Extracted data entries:
-- Opening Marker --
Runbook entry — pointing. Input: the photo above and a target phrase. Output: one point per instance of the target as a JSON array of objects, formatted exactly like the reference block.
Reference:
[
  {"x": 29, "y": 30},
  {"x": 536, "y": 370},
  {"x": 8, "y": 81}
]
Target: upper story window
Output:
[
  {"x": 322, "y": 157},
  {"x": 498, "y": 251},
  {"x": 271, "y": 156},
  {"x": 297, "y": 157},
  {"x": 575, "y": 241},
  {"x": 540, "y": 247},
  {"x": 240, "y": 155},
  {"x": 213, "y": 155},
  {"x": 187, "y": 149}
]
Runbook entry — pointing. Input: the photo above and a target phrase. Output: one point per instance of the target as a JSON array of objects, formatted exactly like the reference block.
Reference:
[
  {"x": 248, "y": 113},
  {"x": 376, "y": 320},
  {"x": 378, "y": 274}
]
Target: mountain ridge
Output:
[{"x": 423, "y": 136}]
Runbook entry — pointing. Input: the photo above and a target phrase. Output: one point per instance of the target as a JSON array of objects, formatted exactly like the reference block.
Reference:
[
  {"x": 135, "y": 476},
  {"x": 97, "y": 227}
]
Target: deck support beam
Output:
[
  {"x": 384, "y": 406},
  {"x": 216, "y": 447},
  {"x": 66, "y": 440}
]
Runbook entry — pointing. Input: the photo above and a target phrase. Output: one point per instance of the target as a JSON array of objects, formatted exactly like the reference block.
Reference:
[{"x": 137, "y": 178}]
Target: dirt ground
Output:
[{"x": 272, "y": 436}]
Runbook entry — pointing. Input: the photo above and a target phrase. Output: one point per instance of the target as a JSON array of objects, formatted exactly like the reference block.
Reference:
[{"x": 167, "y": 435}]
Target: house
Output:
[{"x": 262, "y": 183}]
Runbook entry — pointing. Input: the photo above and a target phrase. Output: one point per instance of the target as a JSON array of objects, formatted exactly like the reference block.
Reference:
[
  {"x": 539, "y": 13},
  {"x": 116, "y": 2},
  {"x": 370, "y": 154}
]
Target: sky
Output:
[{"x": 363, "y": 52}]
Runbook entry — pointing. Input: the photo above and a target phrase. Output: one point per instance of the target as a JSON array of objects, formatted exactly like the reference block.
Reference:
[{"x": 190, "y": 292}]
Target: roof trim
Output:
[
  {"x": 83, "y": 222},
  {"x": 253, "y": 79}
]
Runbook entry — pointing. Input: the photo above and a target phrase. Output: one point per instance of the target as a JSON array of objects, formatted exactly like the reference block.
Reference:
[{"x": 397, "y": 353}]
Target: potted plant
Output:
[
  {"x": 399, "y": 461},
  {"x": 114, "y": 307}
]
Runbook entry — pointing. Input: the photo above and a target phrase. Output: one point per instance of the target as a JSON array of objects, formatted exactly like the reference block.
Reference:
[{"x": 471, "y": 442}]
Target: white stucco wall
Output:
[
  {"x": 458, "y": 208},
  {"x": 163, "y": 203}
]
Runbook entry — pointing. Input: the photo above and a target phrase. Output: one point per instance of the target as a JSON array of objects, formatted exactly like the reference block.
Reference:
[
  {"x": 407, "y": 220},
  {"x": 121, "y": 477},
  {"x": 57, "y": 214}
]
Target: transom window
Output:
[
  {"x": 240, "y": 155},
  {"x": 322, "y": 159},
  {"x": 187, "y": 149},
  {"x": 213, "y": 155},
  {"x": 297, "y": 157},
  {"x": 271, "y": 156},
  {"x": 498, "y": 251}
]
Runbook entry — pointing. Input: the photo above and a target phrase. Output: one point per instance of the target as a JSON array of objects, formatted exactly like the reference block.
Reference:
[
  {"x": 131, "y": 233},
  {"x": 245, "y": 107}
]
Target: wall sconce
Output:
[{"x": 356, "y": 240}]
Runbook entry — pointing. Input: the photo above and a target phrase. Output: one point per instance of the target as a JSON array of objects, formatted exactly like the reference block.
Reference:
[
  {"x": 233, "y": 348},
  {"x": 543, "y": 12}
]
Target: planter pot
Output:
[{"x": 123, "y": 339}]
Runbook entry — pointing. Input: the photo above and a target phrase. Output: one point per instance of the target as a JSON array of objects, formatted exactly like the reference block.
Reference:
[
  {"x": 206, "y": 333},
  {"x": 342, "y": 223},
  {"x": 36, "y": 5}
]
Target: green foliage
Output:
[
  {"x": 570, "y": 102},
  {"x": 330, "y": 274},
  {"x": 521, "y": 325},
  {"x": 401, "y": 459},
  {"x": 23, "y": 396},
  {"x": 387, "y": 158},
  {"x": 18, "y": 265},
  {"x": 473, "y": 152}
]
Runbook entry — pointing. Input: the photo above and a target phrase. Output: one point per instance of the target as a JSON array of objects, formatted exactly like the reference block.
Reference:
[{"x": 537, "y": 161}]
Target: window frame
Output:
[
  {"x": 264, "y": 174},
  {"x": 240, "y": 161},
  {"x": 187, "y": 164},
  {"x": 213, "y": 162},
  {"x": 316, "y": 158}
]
-- Closing Marker --
Exercise goal:
Write the records above out again, exactly as they are.

Exercise result:
Runbook entry — pointing. Input: the photo above and a target phrase. Output: one point per instance of the target as a JSON array of objects, formatted exactly like the reference block.
Reference:
[
  {"x": 29, "y": 30},
  {"x": 536, "y": 370},
  {"x": 8, "y": 81}
]
Target: upper story window
Output:
[
  {"x": 322, "y": 157},
  {"x": 498, "y": 251},
  {"x": 271, "y": 156},
  {"x": 297, "y": 157},
  {"x": 575, "y": 241},
  {"x": 540, "y": 247},
  {"x": 240, "y": 155},
  {"x": 213, "y": 155},
  {"x": 187, "y": 149}
]
Runbook entry — pointing. Input: the photo above and a target phrase. Output: one point per instance of the target as a JSON array of objects, formatted exactly like the reference block.
Reference:
[
  {"x": 248, "y": 113},
  {"x": 376, "y": 320},
  {"x": 378, "y": 274}
]
Target: mountain ridge
Output:
[{"x": 423, "y": 136}]
Runbook entry — pointing. Input: the photo above and a target phrase. Output: one point per instance of the target as a JSON array of objects, formatted exactly like the reference block.
Reference:
[
  {"x": 135, "y": 476},
  {"x": 97, "y": 227}
]
Target: deck support beam
Output:
[
  {"x": 384, "y": 406},
  {"x": 216, "y": 447},
  {"x": 66, "y": 440}
]
Runbook entry — pointing. Input: the photo above and a target phrase. Output: one point per instance of the target as a JSON array of objects, formatted exactly like the reference block.
Reference:
[{"x": 137, "y": 178}]
Target: dirt ground
Output:
[{"x": 272, "y": 436}]
Runbook entry — pointing. Input: the photo above and a target phrase. Output: one point per instance of the target as a JSON array of objects, formatted exactly like the reference block.
Reference:
[{"x": 167, "y": 435}]
Target: house
Output:
[{"x": 262, "y": 183}]
Runbook entry — pointing. Input: the photo above and a target phrase. Output: one point per instance of the target as a JSON array of objects, formatted exactly like the reference block.
Reference:
[
  {"x": 539, "y": 13},
  {"x": 116, "y": 2},
  {"x": 370, "y": 154}
]
Target: sky
Output:
[{"x": 363, "y": 52}]
Runbook entry — pointing. Input: the photo above and a target phrase. Output: one point per instance of the target as a JSON array of objects, formatted exactly like the reference block.
Reference:
[{"x": 190, "y": 292}]
Target: roof trim
Output:
[
  {"x": 83, "y": 222},
  {"x": 253, "y": 79}
]
Runbook entry — pointing. Input: the photo above and a target phrase. Output: one point per instance of the target as a JSON array of objects, formatted exactly like the reference block.
Reference:
[{"x": 397, "y": 353}]
Target: potted plant
Output:
[
  {"x": 399, "y": 461},
  {"x": 114, "y": 307}
]
Runbook entry — pointing. Input: the photo above and a target phrase. Output: one point per instance of the target as a JSON array of objects, formatted exactly like the reference block.
Reference:
[{"x": 471, "y": 442}]
Target: white stucco wall
Output:
[
  {"x": 458, "y": 208},
  {"x": 163, "y": 203}
]
Runbook entry — pointing. Input: the photo above and a target phrase. Output: one point per instance of the target as a JSON array of objects, formatted exactly like the reference block.
Reference:
[
  {"x": 407, "y": 220},
  {"x": 121, "y": 477},
  {"x": 57, "y": 214}
]
Target: transom window
Output:
[
  {"x": 240, "y": 155},
  {"x": 322, "y": 159},
  {"x": 187, "y": 149},
  {"x": 213, "y": 155},
  {"x": 297, "y": 157},
  {"x": 271, "y": 156},
  {"x": 498, "y": 251}
]
Runbook entry — pointing. Input: the photo above and a target phrase. Output: one point per instance of the target as a JSON array of objects, formatted exactly like the reference block.
Reference:
[
  {"x": 131, "y": 233},
  {"x": 245, "y": 107}
]
Target: wall sconce
Output:
[{"x": 356, "y": 240}]
Runbook entry — pointing. Input: the photo above and a target phrase. Output: one point per instance of the target as a JSON array of objects, formatted exactly like the reference block.
Reference:
[
  {"x": 233, "y": 348},
  {"x": 543, "y": 12}
]
Target: planter pot
Output:
[{"x": 123, "y": 339}]
Runbook entry — pointing. Input: the photo above and a target phrase. Output: one point per instance of the target as a JSON array of objects, formatted exactly like the reference block.
Reference:
[
  {"x": 206, "y": 333},
  {"x": 342, "y": 223},
  {"x": 36, "y": 5}
]
Target: green foliage
Output:
[
  {"x": 570, "y": 102},
  {"x": 330, "y": 274},
  {"x": 521, "y": 325},
  {"x": 401, "y": 459},
  {"x": 23, "y": 396},
  {"x": 387, "y": 158},
  {"x": 18, "y": 265},
  {"x": 473, "y": 152}
]
Runbook entry — pointing. Input: the photo above and a target phrase. Output: one point per instance of the target as a JSON array of objects, formatted exactly like the reference block.
Reference:
[{"x": 537, "y": 161}]
Target: window frame
Output:
[
  {"x": 264, "y": 174},
  {"x": 240, "y": 161},
  {"x": 187, "y": 164},
  {"x": 213, "y": 162},
  {"x": 316, "y": 158}
]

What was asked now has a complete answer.